WHAT THE EXERCISE ASKS:
Restate every record exactly, with nothing skipped.

PROVIDED ENTRIES:
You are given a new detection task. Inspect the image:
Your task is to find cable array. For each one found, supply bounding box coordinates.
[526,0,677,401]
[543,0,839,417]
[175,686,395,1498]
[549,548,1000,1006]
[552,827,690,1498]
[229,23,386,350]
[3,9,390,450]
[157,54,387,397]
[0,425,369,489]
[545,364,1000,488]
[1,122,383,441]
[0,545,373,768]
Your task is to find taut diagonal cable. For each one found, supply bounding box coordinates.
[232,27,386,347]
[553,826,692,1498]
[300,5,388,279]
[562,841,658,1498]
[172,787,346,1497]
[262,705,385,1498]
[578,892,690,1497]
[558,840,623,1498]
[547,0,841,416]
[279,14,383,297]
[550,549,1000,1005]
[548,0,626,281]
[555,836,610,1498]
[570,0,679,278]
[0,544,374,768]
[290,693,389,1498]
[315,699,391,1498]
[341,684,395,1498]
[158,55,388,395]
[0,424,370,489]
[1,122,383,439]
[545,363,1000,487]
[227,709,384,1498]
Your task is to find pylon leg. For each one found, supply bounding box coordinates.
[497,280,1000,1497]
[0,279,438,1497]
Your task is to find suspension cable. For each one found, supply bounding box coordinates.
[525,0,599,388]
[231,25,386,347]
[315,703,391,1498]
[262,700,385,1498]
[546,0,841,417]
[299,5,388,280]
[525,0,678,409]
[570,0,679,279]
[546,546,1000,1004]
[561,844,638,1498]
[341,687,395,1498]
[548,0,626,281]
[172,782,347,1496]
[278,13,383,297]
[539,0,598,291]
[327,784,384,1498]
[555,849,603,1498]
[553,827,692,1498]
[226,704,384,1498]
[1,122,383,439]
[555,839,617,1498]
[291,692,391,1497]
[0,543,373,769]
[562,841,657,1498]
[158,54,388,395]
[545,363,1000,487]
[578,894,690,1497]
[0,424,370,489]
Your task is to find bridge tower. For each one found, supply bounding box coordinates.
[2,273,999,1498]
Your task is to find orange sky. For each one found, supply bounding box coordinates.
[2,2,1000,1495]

RESULT FOR THIS TASK:
You are given a new detection task. Inspect the image:
Your task is to find cable array. For each one found, supply bounding box coordinates.
[526,0,677,401]
[543,0,839,417]
[175,686,395,1498]
[549,548,1000,1006]
[552,827,690,1498]
[229,23,386,350]
[3,9,390,450]
[157,54,387,397]
[0,425,369,489]
[545,364,1000,488]
[1,122,383,441]
[0,545,373,768]
Your task is to find taut diagonal cable. For each one found, supply bounding box coordinates.
[232,27,386,347]
[553,826,692,1498]
[300,5,388,279]
[562,841,658,1498]
[172,787,346,1497]
[262,705,385,1498]
[578,892,690,1497]
[558,840,623,1498]
[547,0,841,416]
[279,14,383,297]
[550,549,1000,1005]
[548,0,626,281]
[555,836,610,1498]
[570,0,679,278]
[0,544,374,768]
[290,693,389,1498]
[315,699,391,1498]
[341,684,395,1498]
[158,55,388,395]
[0,424,370,489]
[1,122,383,439]
[545,363,1000,487]
[227,709,384,1498]
Your task is to find pylon leg. For each one found, supply bounding box coordinates.
[497,280,1000,1497]
[0,279,438,1497]
Your task is to find suspension cable. For each one found, supply bounding box coordinates.
[525,0,599,388]
[231,25,386,347]
[315,703,391,1498]
[262,700,385,1498]
[546,0,841,417]
[299,5,388,280]
[525,0,678,409]
[570,0,679,279]
[546,546,1000,1004]
[561,844,638,1498]
[341,687,395,1498]
[548,0,626,281]
[172,782,347,1496]
[278,13,383,297]
[539,0,598,291]
[327,784,384,1498]
[555,849,603,1498]
[553,827,692,1498]
[226,704,384,1498]
[1,122,383,439]
[555,839,617,1498]
[291,692,391,1497]
[0,543,373,769]
[562,841,657,1498]
[158,54,388,395]
[545,363,1000,487]
[578,894,690,1497]
[0,424,370,489]
Your task is to find bridge tower. For each one found, supply bounding box coordinates.
[2,273,999,1498]
Your task is to find orange sky. For each one found, supply bounding box coordinates.
[2,2,1000,1495]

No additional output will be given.